====== Excerto para ler ======

Acórdão nº 41/13.8 SMLSB.L1-9 de Court of Appeal of Lisbon (Portugal), 27 de Novembro de 2014

Magistrado ResponsávelANTERO LU
Data da Resolução27 de Novembro de 2014
EmissorCourt of Appeal of Lisbon (Portugal)

Decisão Texto Parcial:


Nos presentes autos de recurso acordam, em conferência, os Juízes da 9ª Secção do Tribunal da Relação de Lisboa.

I - Relatório Na 4ª Vara Criminal da Comarca de Lisboa, por acórdão de 14/03/2014, constante de fls. 703 a 733, foi o arguido, RD...

, solteiro, desempregado, nascido a 12 de Novembro de 1972, (…) , condenado, - pela prática de um crime de homicídio simples na forma tentada previsto e punível pelos artigos 131º, 22º e 23º do Código Penal, de que se encontrava acusado e que se provou que cometeu, na pena de 4 (quatro) anos e 3 (três) meses de prisão, cuja execução se suspende por igual período, computado do trânsito em julgado do presente acórdão mediante acompanhamento em regime de prova pelo Instituto de Reinserção Social, do qual fará parte constante a continuação da formação escolar e profissional do arguido.--- - no pagamento ao Centro Hospitalar de Lisboa Central E.P.E., na totalidade do pedido (6.086,41) euros e respectivos juros vincendos à taxa legal aplicável *** Não se conformando o Ministério Público interpôs recurso da referida decisão, com os fundamentos constantes de fls 743 a 757, com as seguintes conclusões: (transcrição) 1º O douto acórdão proferido fez uma incorrecta subsunção jurídica, violando o disposto no art° 14° do Código Penal.

  1. Com efeito e como decorre dos factos provados, designadamente do facto 12, o arguido agiu com dolo directo e intenso.

  2. Salvo o devido respeito o tribunal colectivo avaliou erradamente todas as circunstâncias que antecederam, rodearam e se seguiram à prática dos factos, fundamentando a brandura da pena aplicada no entendimento de que o mesmo actuou com dolo eventual.

  3. Pela parte do corpo visada, pelos meios utilizados e pela persistência revelada em atingir a ofendida - no peito, com uma faca de grandes dimensões, correndo atrás da mesma, procurando-a pela rua - só se pode concluir que a morte da ofendida era o fim que o arguido pretendia atingir, tendo querido e previsto "como segura a produção do resultado típico".

  4. Caso assim se não entenda, sempre se dirá que o douto Acórdão proferido enferma de um vício de contradição insanável da fundamentação e entre a fundamentação e a decisão, previsto no artigo 410°, n° 2, al. b), do Código de Processo Penal.

  5. Assim e se por um lado se deu como provado que o arguido ao agir pretendia "matá-la, sabendo que em tal local do corpo estão alojados órgãos vitais" (facto 12), sustentou-se, contraditoriamente, que o mesmo agiu com dolo eventual.

====== Dados armazenados ======

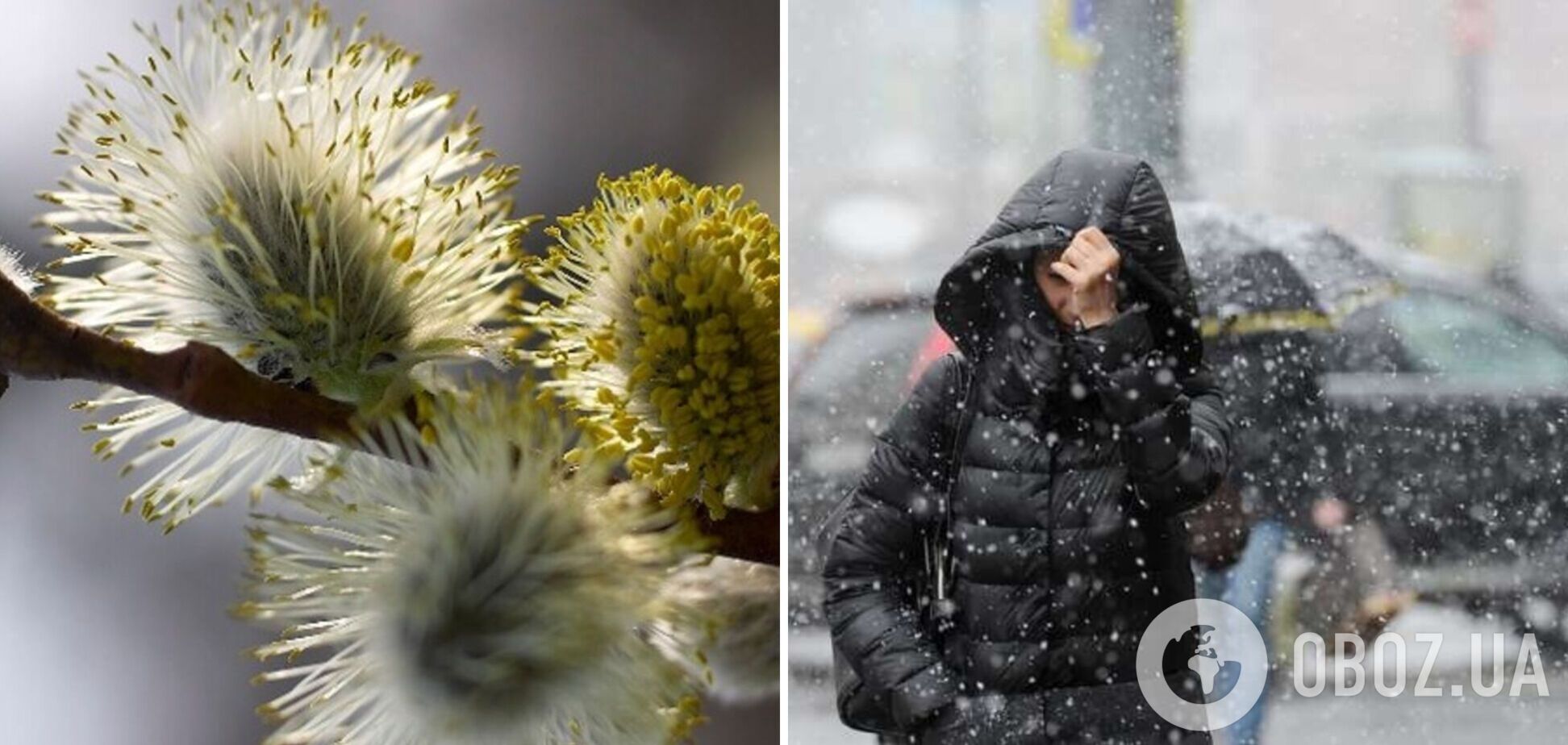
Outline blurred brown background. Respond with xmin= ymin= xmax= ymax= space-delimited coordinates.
xmin=0 ymin=0 xmax=779 ymax=745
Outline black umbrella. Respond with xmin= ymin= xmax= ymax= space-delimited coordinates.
xmin=1176 ymin=204 xmax=1399 ymax=337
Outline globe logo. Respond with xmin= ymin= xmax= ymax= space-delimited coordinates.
xmin=1136 ymin=597 xmax=1269 ymax=730
xmin=1161 ymin=624 xmax=1242 ymax=704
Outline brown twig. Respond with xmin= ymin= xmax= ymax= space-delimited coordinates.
xmin=0 ymin=271 xmax=354 ymax=441
xmin=0 ymin=274 xmax=779 ymax=564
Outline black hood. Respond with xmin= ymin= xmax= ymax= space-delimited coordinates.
xmin=936 ymin=149 xmax=1203 ymax=375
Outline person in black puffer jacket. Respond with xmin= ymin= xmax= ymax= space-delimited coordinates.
xmin=824 ymin=151 xmax=1231 ymax=745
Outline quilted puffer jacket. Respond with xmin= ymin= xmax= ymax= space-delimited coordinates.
xmin=824 ymin=151 xmax=1231 ymax=743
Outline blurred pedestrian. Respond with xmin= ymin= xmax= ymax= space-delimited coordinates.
xmin=1195 ymin=330 xmax=1330 ymax=745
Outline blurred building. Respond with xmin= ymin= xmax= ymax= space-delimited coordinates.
xmin=789 ymin=0 xmax=1568 ymax=318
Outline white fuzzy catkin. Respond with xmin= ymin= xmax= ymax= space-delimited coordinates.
xmin=42 ymin=3 xmax=523 ymax=529
xmin=651 ymin=557 xmax=779 ymax=701
xmin=0 ymin=243 xmax=38 ymax=295
xmin=240 ymin=386 xmax=699 ymax=745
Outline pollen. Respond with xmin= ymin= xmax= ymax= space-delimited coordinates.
xmin=522 ymin=168 xmax=779 ymax=516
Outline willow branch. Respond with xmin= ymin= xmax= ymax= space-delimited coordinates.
xmin=0 ymin=274 xmax=779 ymax=564
xmin=0 ymin=271 xmax=354 ymax=441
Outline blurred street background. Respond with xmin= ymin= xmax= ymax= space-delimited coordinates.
xmin=0 ymin=0 xmax=779 ymax=745
xmin=789 ymin=0 xmax=1568 ymax=745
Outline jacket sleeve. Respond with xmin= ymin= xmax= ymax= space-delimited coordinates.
xmin=1073 ymin=310 xmax=1231 ymax=513
xmin=824 ymin=356 xmax=960 ymax=730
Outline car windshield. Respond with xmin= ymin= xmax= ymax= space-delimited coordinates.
xmin=1385 ymin=292 xmax=1568 ymax=387
xmin=790 ymin=307 xmax=935 ymax=472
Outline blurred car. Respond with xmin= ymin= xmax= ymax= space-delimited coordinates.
xmin=789 ymin=210 xmax=1568 ymax=643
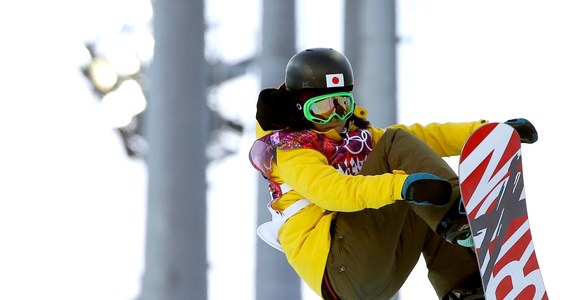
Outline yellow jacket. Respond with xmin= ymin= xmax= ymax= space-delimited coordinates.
xmin=256 ymin=107 xmax=486 ymax=295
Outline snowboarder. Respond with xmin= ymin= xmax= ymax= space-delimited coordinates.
xmin=250 ymin=48 xmax=528 ymax=299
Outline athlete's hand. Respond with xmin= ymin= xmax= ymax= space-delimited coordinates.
xmin=505 ymin=118 xmax=538 ymax=144
xmin=402 ymin=173 xmax=451 ymax=206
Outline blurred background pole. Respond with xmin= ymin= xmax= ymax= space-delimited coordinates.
xmin=255 ymin=0 xmax=301 ymax=300
xmin=344 ymin=0 xmax=398 ymax=127
xmin=142 ymin=0 xmax=209 ymax=300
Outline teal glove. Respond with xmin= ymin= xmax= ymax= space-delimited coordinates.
xmin=505 ymin=118 xmax=538 ymax=144
xmin=402 ymin=173 xmax=451 ymax=206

======

[O que fazer] Pode transcrever, sem qualquer alteração, o trecho do acórdão que vai de "Acórdão nº 41/13.8" até "o arguido, RD...", inclusive?

[Área de resposta]
Acórdão nº 41/13.8 SMLSB.L1-9 de Court of Appeal of Lisbon (Portugal), 27 de Novembro de 2014

Magistrado ResponsávelANTERO LU
Data da Resolução27 de Novembro de 2014
EmissorCourt of Appeal of Lisbon (Portugal)

Decisão Texto Parcial:


Nos presentes autos de recurso acordam, em conferência, os Juízes da 9ª Secção do Tribunal da Relação de Lisboa.

I - Relatório Na 4ª Vara Criminal da Comarca de Lisboa, por acórdão de 14/03/2014, constante de fls. 703 a 733, foi o arguido, RD...